Data provided:
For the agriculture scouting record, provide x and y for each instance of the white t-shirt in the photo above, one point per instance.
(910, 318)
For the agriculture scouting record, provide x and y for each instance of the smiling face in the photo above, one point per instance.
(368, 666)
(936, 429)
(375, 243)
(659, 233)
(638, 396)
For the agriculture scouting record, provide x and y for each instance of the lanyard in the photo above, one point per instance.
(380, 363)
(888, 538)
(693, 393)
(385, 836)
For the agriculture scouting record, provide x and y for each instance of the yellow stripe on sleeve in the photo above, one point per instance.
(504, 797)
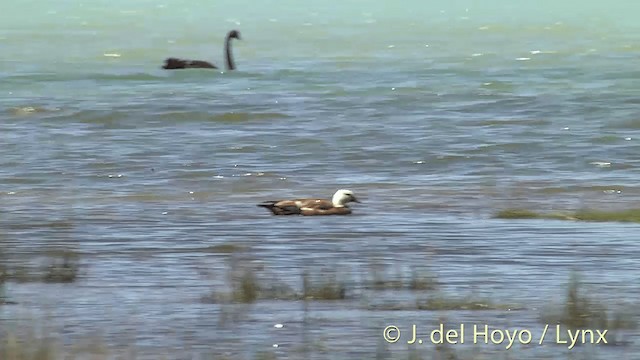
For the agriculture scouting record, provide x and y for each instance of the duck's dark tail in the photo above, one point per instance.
(174, 63)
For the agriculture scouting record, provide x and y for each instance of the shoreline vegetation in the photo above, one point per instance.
(587, 215)
(247, 284)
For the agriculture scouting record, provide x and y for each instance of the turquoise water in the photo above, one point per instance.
(437, 115)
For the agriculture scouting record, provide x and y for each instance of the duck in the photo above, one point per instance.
(176, 63)
(313, 206)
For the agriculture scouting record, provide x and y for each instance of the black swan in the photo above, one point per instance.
(175, 63)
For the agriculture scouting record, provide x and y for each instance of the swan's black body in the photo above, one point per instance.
(175, 63)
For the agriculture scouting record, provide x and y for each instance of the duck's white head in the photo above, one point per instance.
(342, 197)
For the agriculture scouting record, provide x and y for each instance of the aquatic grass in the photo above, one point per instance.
(247, 284)
(441, 303)
(325, 286)
(63, 267)
(630, 215)
(420, 279)
(581, 311)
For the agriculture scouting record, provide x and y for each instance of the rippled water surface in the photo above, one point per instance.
(436, 115)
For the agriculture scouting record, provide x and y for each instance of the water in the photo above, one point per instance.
(436, 115)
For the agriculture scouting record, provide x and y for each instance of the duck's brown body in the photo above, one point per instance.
(310, 207)
(175, 63)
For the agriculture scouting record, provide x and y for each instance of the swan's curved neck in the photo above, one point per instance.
(228, 58)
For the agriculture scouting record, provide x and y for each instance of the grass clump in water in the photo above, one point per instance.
(63, 267)
(440, 303)
(420, 279)
(582, 312)
(327, 287)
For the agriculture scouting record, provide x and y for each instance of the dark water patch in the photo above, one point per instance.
(31, 110)
(234, 117)
(631, 215)
(83, 77)
(492, 123)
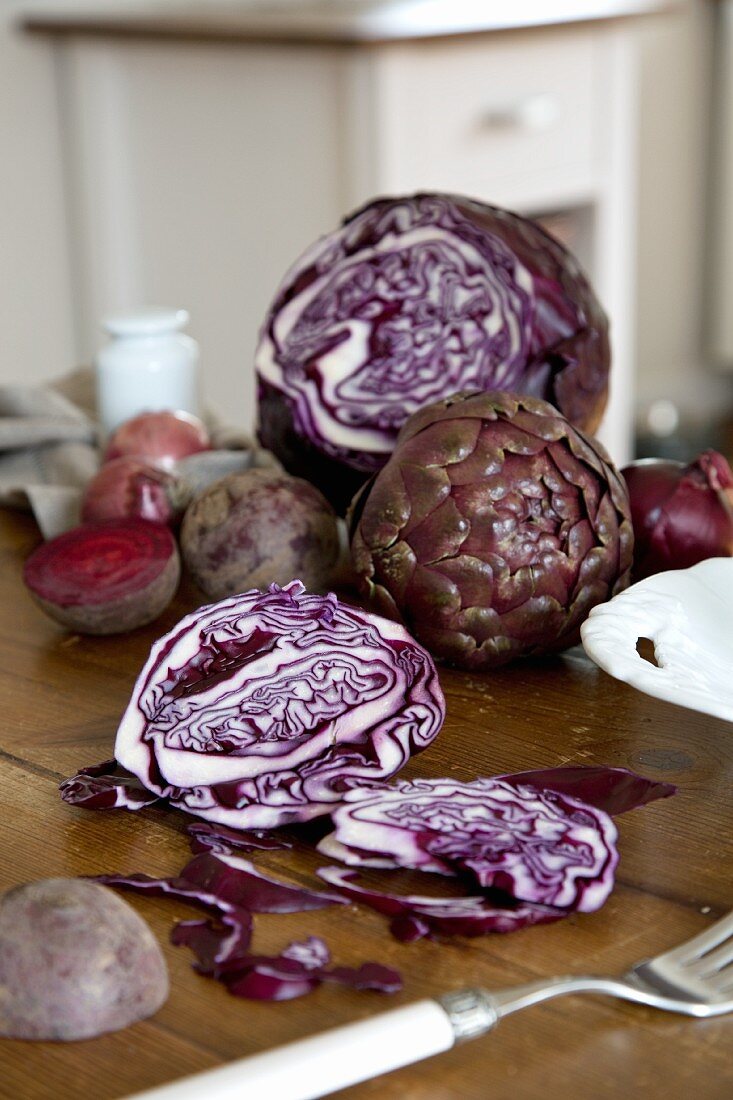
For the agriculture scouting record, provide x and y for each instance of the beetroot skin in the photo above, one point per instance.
(75, 961)
(131, 486)
(162, 438)
(105, 578)
(251, 529)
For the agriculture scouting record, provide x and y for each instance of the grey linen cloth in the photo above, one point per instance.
(50, 448)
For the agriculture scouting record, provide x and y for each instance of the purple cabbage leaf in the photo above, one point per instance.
(106, 787)
(414, 916)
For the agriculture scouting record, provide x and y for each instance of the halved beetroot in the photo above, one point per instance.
(105, 578)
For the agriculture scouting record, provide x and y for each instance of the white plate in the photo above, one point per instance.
(688, 615)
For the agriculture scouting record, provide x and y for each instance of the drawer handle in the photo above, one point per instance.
(536, 112)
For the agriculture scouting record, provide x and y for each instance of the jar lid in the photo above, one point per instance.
(146, 322)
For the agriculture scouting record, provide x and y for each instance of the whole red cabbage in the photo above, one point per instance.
(681, 515)
(409, 300)
(263, 708)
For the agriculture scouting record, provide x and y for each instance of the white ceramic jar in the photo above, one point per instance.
(148, 365)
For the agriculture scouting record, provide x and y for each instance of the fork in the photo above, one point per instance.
(695, 979)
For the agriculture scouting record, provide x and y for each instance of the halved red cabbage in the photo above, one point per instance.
(549, 850)
(263, 708)
(414, 916)
(409, 300)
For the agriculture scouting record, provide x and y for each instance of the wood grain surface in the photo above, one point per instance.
(61, 699)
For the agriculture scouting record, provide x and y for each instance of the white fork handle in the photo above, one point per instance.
(316, 1066)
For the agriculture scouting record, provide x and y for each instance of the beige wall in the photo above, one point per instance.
(35, 310)
(675, 98)
(36, 326)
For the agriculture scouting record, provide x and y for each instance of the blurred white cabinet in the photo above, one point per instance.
(198, 172)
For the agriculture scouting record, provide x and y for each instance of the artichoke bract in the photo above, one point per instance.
(263, 708)
(412, 299)
(493, 529)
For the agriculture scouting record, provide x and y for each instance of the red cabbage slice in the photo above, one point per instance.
(412, 299)
(261, 710)
(414, 916)
(549, 849)
(106, 787)
(614, 790)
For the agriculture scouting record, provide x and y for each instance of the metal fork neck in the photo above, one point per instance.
(473, 1012)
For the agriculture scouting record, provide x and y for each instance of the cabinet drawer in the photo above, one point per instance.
(509, 118)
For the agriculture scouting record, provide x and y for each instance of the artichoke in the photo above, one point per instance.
(493, 529)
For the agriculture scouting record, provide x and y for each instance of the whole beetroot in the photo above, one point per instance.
(493, 529)
(75, 961)
(255, 528)
(130, 486)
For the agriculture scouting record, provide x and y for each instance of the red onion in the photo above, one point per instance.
(132, 487)
(162, 438)
(680, 515)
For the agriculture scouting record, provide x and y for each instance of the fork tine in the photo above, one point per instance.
(692, 949)
(721, 981)
(712, 961)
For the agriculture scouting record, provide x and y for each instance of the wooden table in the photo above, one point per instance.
(62, 696)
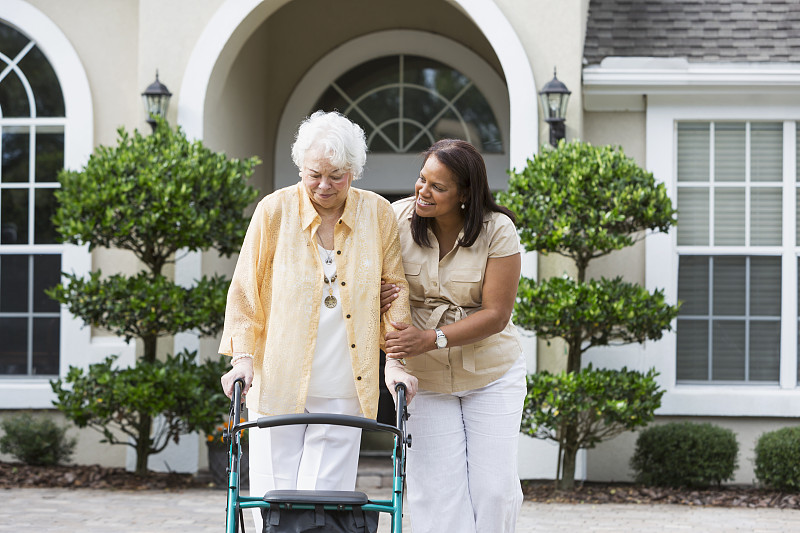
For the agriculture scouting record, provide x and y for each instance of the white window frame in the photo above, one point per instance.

What you should do: Output every entry exactly as given; pictures are not part of the copy.

Written response:
For the agriculture scouting record, provide x and y for each instance of the white t-shirt in the photo above, one point per instance.
(910, 318)
For the agriculture scouting record, provide x and y for each instance of the smiling face in the photo above, one point per instance.
(368, 666)
(936, 429)
(375, 243)
(659, 233)
(638, 396)
For the agriculture scouting record, provide x and y for each instance of the lanyard in the photo above, one point per instance.
(380, 363)
(888, 538)
(693, 393)
(385, 836)
For the agriculture scouting record, provide x and y for each instance of the yellow stripe on sleeve in the photo above, one point per instance.
(504, 797)
For the agriculture scouting record, provide x and y for each instance of the duck's dark tail in the photo above, one point per instance.
(174, 63)
For the agriculture scouting record, provide x and y for each instance of the shoreline vegetation in the photo above, one point per instance.
(587, 215)
(247, 284)
For the agriculture scouting record, provide x and y for each instance of the turquoise water in the photo above, one point per instance.
(437, 115)
For the agriculture scouting record, provide x and y for each instance of the duck in the photo above, one point per instance.
(176, 63)
(313, 206)
For the agriculture scouting record, provide x and y for each instance of the black swan in the photo above, one point per instance.
(175, 63)
For the agriculture scouting record, provide x and y for each instance of the swan's black body in the photo above, one point per instance.
(175, 63)
For the agriculture scouting record, provide x and y for each instance of the duck's white head in the photo above, one point per instance.
(342, 197)
For the agriculture scouting record, provide x and y for each instance of the aquatic grass in the photo above, one point per instance.
(247, 284)
(441, 303)
(325, 286)
(63, 267)
(630, 215)
(420, 279)
(581, 311)
For the agriculture scouting record, provide x and y for each instance of the rippled water surface in the photo above, one point per instance.
(436, 115)
For the agriculture scouting record, provide x and y for each instance of the water in the photo above, one point per instance.
(436, 115)
For the agriculture scouting record, provide x and y for each instance of the duck's brown body in the photo above, one point per instance.
(310, 207)
(175, 63)
For the agriculture scouting record, provide x and y for each instance of the swan's curved neck in the photo above, one point per instance.
(228, 58)
For the agriculture scouting record, provide x and y for each instance of the grass clump in water in the photo above, one point per instance.
(63, 267)
(440, 303)
(420, 279)
(582, 312)
(327, 287)
For the agriculture scouting record, provide x and y for each instance of the dark water patch in the photo above, one point per instance.
(31, 110)
(234, 117)
(631, 215)
(83, 77)
(492, 123)
For the agriculture scouting record, provide x and y for each instance of the beetroot skin in the photo above, one point per instance.
(75, 961)
(131, 486)
(162, 438)
(105, 578)
(251, 529)
For the agriculture scouting record, provide x and y for each instance of the grey linen cloth in the photo above, one point per instance.
(50, 448)
For the agriculture scouting record, provide x and y for each instance of the purple cabbage leaf in the photo above, one point per instance.
(106, 787)
(414, 916)
For the agriculture scouting record, provide x and y for each instance of the halved beetroot in the photo above, one point per instance.
(105, 578)
For the agriculture scouting record, provide x and y for each instance of the white plate in the photo above, one point per instance.
(688, 615)
For the agriculture scouting record, provide x and y for each instance of the drawer handle in the photo above, one point per instance.
(536, 112)
For the agriculture scouting record, provide x and y for each instance of the jar lid in the photo above, one point per instance.
(146, 322)
For the agriculture scouting record, provide x and y for each instance of the whole red cabbage in the photo above, one point per instance.
(681, 515)
(409, 300)
(263, 708)
For the agriculture scouting record, provide x and y for each instance of the white ceramic jar in the photo above, one point per instance.
(148, 365)
For the agriculture scouting record, provide x and y for each instance of the fork in the photo above, one point per instance.
(695, 979)
For the agriculture scouting record, provide x and y for each instance of the halved red cabbage in the photo above, one point per instance.
(549, 850)
(263, 708)
(414, 916)
(409, 300)
For the agriculture scouting record, provide x and y for each instance of the wood grain surface in the photo above, one point per instance.
(61, 699)
For the agriculture scouting record, provide x and y for each instance of the white fork handle in the photo above, one point per instance.
(316, 1066)
For the agriculture scouting record, provide x and y for each instance of the beige wall in the photo above, one point per instance.
(35, 310)
(675, 98)
(36, 326)
For the agriculture scouting record, provide x and y for each instance of the blurred white cabinet in the photo above, one point per instance.
(198, 172)
For the agriculture scouting record, provide x and y for each instance of the artichoke bract in the photo above, one point per instance.
(263, 708)
(412, 299)
(493, 529)
For the agriculture scouting record, provide x and y for each instance of the red cabbage slice in the photo above, one point per instance.
(412, 299)
(261, 710)
(414, 916)
(549, 849)
(106, 787)
(614, 790)
For the agriculture scouting record, provide x and y for each instance of the metal fork neck in the photo above, one point per instance.
(473, 1012)
For the agriculture scouting record, provide x and y for each instance of the cabinet drawer in the photo above, one point per instance.
(509, 118)
For the agriculture scouting record, provide x and y for each instance of the artichoke in the photo above, one point per instance.
(493, 529)
For the agriculture scouting record, provide x and y for each instance of the whole beetroot in the photo above, one point per instance.
(493, 529)
(75, 961)
(255, 528)
(130, 486)
For the agriculture scouting record, provide x and y for each instance of the red onion in the photo above, one point per instance.
(132, 487)
(162, 438)
(680, 515)
For the agriculture scouting record, provide x and y for each instance of the fork tine in the photo above, one point per instance.
(692, 949)
(721, 981)
(712, 961)
For the agriculture scouting record, provide x and y for each instance of the wooden table in the photo above, one point per instance.
(62, 696)
For the agriculture scouting record, provide x and y for each instance of the white window frame in the photo above, one point per instance.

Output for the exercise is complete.